INSTRUCTIONS →
- 1) In the UK address matcher description, what column name do you use to supply labelled ground-truth data?
- 2) Resume the UK address matcher description after its final sentence, writing its next part.

PAGE TEXT →
BEGIN

Skip to main content

A package for matching UK addresses using a pretrained Splink model

Project description

High performance UK addresses matcher (geocoder)

Extremely fast address matching using a pre-trained Splink model.

Full time taken: 11.05 seconds
to match 176,640 messy addresses to 273,832 canonical addresses
at a rate of 15,008 addresses per second

(On Macbook M4 Max)

Installation

pip install --pre uk_address_matcher

Usage

High performance address matching using a pre-trained Splink model.

Will match two datasets provided in this format:

unique_id address_concat
1 123 Fake Street, Faketown, FA1 2KE
2 456 Other Road, Otherville, NO1 3WY
... ...
  • You may also provide a separate column called postcode, which, if provided will trump any postcode information provided in address_concat.
  • If you have labelled data (you know the ground truth), you may provide a column called ukam_label, if provided, this will propagate through your results for accuracy analysis.

Postcode handling rules:

  • If you provide a separate postcode column, address_concat should ideally not include the postcode.
  • If you do not provide postcode, the matcher will attempt to extract it during cleaning.

Generally one dataset will be a dataset of 'messy addresses' which need matching, and the second will be a 'canonical dataset' of addresses to match to.

END

GIVEN INFORMATION →
BEGIN

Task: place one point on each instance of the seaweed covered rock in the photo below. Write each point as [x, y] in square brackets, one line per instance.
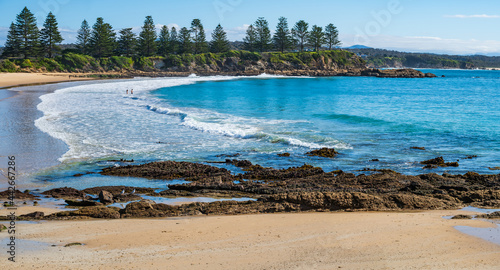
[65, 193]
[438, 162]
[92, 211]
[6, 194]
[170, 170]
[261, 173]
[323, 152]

END
BEGIN

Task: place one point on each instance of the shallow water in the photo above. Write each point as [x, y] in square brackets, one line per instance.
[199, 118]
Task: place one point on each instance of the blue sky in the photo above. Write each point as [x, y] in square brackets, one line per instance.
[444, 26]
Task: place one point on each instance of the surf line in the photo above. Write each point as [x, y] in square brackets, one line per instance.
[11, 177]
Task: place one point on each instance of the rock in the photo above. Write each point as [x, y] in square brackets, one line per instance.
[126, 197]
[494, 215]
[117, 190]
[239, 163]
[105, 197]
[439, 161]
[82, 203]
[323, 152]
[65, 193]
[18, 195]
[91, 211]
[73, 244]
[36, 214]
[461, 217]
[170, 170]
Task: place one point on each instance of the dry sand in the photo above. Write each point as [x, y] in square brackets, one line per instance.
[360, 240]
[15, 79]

END

EXERCISE RESPONSES →
- 1) ukam_label

- 2)
Preparing AddressBase for use in uk_address_matcher

uk_address_matcher can be used to any canonical list of addresses provided in the format above.

Many users will wish to link to Ordnance Survey address products.

Simplest route (lower accuracy)

The simplest Ordnance Survey product to use for this purpose is NGD Built Address.

You can use this 'out of the box' as your canonical list of addresses by selecting data from BuiltAddress as follows:

select uprn as unique_id, fulladdress as address_concat
from builtaddress
where {your_filter_here}

And providing the result output to uk_address_matcher. You will generally improve accuracy if you filter the data down to the geographical region of interest, and filter the addresses down as much as possible to include only those of interest (e.g. residential only, if you're matching residential addresses)

Full prep (higher accuracy)

Higher accuracy can be achieve by processing Ornance Survey data in a more sophisticated way.

For instance, Ordnance Survey provides multiple representations of a single address in Addressbase Premium and also in NGD Address.

By providing multiple addresses representations of each canonical address to uk_adress_matcher, you will have a better chance of higher precisison matching.

We provide a recommendation for automated build scripts for how to build such a file from Addressbase Premium and the NGD datasets here:

Basic Matching

[!NOTE] Two runnable examples with live sample data are included for experimentation:

Both use parquet files in example_data/ so you can run and adapt them immediately. You will need to download the example data from the releases page to run them, or you can adapt the code to use your own data.

import duckdb

from uk_address_matcher import AddressMatcher, ExactMatchStage, SplinkStage

con = duckdb.connect()

df_canonical = con.read_parquet("your_canonical_addresses.parquet")
df_messy = con.read_parquet("your_messy_addresses.parquet")

matcher = AddressMatcher(
    canonical_addresses=df_canonical,
    addresses_to_match=df_messy,
    con=con,
)

result = matcher.match()  # returns a DuckDBPyRelation
result.limit(10).show(max_width=500)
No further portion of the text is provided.